-- PROBLEM STATEMENT --
Print all entries below exactly as they appear.

___ GIVEN DATA

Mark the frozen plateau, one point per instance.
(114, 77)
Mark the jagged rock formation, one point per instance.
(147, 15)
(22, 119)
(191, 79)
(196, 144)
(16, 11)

______

-- SOLUTION FOR THIS EXERCISE --
Mark the frozen plateau, one point per instance.
(114, 77)
Mark the jagged rock formation, one point per instance.
(147, 15)
(22, 119)
(191, 79)
(196, 144)
(16, 11)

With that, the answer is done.